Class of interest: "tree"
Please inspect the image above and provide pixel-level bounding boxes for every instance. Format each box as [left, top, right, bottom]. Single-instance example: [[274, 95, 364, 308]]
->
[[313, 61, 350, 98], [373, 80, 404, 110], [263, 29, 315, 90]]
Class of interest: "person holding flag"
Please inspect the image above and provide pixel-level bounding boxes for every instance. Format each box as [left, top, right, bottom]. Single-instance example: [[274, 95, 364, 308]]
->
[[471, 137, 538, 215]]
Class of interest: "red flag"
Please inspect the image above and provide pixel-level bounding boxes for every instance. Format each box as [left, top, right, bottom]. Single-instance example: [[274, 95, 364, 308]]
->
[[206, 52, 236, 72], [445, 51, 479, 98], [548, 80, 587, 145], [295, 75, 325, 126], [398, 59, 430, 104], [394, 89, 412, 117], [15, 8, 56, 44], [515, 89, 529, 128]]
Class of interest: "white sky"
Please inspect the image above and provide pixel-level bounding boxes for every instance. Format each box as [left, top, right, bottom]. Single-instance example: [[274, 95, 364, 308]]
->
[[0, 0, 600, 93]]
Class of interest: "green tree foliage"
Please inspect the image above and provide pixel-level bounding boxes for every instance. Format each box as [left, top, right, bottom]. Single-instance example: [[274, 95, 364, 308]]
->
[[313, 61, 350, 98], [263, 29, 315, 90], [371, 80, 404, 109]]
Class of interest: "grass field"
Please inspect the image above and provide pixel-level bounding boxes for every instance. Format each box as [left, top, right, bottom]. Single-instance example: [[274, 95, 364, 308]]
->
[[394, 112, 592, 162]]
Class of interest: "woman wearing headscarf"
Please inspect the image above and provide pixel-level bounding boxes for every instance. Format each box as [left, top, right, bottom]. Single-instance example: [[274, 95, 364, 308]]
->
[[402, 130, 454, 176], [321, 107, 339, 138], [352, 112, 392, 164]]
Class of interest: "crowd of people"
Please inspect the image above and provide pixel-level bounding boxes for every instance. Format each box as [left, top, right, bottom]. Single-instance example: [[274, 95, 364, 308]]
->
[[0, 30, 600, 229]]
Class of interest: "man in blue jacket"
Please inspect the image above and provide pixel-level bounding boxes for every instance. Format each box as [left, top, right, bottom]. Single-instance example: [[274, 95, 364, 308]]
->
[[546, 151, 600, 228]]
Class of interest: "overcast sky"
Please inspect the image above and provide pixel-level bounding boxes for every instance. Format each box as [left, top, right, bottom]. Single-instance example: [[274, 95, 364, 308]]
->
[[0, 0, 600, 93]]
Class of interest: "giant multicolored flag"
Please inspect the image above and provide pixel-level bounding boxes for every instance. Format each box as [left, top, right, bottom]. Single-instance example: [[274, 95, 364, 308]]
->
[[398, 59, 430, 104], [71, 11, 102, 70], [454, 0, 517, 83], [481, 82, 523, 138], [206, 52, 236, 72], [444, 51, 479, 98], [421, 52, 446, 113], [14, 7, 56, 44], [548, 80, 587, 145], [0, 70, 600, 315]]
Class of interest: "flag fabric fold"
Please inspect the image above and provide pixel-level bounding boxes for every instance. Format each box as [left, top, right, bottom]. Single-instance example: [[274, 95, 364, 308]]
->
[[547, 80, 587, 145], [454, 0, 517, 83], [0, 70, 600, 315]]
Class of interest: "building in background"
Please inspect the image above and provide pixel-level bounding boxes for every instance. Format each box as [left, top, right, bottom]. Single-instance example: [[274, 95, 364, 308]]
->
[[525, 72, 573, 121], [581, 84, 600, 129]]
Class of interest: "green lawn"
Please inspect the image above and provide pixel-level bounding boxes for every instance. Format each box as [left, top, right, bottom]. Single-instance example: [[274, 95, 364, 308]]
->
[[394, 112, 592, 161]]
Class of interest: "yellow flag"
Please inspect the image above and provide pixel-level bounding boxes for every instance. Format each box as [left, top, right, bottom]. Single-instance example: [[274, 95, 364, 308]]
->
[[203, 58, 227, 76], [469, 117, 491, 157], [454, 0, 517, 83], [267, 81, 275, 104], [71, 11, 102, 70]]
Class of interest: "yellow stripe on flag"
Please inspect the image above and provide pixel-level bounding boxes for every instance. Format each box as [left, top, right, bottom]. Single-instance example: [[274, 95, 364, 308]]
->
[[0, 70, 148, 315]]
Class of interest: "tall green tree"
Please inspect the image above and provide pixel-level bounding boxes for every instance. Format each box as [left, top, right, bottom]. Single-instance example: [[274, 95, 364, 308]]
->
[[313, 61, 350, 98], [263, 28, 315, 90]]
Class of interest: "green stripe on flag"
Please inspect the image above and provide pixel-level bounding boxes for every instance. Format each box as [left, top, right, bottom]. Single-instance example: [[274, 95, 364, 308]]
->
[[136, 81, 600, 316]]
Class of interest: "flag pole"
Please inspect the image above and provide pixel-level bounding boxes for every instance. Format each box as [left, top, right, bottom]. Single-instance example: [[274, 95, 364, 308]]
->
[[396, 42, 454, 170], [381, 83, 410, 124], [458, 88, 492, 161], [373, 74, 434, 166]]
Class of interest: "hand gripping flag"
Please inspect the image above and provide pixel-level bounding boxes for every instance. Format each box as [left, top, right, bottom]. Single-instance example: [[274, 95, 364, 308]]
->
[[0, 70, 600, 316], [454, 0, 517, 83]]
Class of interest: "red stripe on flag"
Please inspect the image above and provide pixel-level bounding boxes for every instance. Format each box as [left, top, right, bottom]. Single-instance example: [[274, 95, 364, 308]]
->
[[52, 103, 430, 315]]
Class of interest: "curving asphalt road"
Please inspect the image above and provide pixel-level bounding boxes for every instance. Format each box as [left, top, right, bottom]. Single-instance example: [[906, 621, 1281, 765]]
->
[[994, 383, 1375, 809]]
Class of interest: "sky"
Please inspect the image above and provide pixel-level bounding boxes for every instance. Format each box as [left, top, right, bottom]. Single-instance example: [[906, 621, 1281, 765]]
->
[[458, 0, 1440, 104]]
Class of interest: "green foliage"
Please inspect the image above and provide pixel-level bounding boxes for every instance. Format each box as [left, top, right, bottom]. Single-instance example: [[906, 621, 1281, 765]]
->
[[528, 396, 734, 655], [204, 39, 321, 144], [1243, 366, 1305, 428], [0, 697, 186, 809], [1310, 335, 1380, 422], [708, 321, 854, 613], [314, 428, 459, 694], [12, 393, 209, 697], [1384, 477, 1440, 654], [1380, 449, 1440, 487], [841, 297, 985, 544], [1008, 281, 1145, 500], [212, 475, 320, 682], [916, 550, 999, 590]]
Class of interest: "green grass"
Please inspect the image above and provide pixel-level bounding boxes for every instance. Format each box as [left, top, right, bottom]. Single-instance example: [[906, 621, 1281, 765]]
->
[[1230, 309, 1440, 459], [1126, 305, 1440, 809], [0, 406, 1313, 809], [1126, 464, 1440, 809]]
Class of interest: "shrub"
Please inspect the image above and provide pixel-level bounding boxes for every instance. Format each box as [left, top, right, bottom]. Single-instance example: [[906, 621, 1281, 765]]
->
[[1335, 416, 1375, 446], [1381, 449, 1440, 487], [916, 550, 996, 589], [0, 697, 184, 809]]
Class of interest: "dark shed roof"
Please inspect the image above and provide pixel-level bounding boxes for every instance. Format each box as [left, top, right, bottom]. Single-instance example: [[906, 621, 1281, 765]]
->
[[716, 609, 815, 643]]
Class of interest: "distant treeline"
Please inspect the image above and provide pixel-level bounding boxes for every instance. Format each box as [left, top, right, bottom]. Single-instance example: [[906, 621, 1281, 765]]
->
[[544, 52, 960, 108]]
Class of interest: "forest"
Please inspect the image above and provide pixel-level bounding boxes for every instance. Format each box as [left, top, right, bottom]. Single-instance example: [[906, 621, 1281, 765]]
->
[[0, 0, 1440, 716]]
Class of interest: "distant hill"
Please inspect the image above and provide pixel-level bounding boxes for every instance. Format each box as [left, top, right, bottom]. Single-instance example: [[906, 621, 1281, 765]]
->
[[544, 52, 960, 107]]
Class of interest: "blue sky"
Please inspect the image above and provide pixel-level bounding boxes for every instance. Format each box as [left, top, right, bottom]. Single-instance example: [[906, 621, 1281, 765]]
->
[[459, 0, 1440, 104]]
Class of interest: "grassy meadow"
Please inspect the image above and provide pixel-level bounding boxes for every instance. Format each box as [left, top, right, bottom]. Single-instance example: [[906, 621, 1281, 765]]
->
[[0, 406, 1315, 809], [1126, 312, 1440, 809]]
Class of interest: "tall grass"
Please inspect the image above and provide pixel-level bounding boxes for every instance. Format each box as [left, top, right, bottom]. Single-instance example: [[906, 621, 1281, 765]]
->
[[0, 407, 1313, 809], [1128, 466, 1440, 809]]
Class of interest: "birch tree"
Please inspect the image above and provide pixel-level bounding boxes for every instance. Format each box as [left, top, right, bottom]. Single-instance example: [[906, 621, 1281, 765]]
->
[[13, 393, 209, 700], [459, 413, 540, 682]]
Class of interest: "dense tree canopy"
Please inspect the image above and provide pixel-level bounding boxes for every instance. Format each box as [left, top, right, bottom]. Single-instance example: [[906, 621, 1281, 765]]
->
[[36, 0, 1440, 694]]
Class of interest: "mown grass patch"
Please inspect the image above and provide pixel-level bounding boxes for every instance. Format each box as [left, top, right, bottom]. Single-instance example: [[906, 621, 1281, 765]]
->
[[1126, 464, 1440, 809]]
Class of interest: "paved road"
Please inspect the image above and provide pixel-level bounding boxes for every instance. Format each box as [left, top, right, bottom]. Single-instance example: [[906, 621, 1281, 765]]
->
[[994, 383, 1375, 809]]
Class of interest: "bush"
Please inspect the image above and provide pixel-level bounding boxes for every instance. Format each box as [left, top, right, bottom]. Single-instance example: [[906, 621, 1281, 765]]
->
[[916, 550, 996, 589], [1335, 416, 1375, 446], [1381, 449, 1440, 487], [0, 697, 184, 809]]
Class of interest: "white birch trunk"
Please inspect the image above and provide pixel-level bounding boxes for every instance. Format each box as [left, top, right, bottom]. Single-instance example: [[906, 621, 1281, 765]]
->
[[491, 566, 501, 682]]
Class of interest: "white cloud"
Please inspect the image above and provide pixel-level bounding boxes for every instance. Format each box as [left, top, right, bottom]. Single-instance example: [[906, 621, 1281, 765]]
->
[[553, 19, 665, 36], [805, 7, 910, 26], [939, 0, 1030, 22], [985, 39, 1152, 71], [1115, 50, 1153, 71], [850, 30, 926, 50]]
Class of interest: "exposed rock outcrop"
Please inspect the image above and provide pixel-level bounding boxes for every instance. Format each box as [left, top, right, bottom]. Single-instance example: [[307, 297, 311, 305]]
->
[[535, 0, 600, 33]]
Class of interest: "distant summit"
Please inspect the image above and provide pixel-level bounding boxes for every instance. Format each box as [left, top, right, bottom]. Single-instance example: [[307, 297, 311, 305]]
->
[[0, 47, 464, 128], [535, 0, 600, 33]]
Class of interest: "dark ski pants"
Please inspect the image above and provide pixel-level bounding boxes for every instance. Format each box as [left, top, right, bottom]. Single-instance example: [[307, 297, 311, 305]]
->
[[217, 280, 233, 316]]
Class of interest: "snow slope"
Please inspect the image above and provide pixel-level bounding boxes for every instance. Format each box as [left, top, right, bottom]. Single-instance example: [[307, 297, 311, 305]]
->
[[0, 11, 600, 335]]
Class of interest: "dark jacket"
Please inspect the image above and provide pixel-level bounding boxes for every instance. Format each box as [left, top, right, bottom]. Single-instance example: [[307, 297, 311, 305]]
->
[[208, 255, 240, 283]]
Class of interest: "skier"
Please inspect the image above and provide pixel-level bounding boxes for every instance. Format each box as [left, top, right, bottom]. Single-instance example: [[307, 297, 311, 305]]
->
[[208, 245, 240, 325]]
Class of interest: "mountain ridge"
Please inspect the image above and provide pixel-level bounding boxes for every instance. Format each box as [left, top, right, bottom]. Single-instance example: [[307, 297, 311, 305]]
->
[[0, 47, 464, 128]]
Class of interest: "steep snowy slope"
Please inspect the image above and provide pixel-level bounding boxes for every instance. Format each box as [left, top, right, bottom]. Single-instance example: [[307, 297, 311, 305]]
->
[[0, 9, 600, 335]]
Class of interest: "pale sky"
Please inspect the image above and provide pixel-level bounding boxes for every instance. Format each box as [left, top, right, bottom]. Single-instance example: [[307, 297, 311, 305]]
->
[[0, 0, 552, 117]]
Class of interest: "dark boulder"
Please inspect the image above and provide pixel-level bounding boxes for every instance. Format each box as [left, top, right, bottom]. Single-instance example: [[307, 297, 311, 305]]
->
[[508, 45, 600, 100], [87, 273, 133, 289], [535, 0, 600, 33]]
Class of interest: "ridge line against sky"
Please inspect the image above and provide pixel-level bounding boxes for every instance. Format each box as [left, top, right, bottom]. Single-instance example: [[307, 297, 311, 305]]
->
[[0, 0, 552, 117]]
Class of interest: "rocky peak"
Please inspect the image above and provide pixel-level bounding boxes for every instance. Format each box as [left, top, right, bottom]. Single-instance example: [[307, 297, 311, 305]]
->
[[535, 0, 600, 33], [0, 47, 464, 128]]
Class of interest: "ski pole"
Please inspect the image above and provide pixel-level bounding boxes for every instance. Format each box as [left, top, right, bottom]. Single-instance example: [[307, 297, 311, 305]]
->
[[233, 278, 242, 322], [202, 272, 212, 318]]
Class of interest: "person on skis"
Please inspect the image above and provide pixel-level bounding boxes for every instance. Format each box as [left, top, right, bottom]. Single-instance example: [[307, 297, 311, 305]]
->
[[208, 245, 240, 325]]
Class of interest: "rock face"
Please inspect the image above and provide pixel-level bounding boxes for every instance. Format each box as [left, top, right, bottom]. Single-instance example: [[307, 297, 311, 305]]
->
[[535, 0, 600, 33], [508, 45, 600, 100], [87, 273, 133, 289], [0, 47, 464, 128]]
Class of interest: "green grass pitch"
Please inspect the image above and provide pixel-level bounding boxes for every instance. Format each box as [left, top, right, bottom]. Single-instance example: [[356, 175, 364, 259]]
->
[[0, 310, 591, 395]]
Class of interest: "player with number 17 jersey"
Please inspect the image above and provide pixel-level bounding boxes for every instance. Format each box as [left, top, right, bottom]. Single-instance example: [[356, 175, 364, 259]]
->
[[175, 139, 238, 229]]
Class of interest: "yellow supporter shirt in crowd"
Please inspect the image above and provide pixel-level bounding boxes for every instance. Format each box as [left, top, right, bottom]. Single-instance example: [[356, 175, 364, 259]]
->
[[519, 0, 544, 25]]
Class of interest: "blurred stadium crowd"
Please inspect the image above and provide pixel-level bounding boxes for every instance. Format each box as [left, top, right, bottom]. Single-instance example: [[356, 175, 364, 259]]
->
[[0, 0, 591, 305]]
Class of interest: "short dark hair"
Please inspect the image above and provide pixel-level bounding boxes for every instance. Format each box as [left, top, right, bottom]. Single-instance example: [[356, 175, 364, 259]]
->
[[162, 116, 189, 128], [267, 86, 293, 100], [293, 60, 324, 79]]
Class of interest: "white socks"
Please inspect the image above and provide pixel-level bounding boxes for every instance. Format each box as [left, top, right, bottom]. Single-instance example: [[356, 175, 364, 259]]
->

#### Aim of the task:
Reproduce the lines from the beginning of the records through the line containing "29, 315, 90]]", both ends included, swapping "inspect" for "examine" and leaving everything else as it is.

#### Solution to the exercise:
Class of interest: "tree"
Please examine the image above and provide pixel-level bounding boxes for every instance. Format each box as [left, top, right, bottom]. Single-instance example: [[274, 95, 364, 308]]
->
[[313, 61, 350, 98], [373, 80, 404, 110], [263, 29, 315, 90]]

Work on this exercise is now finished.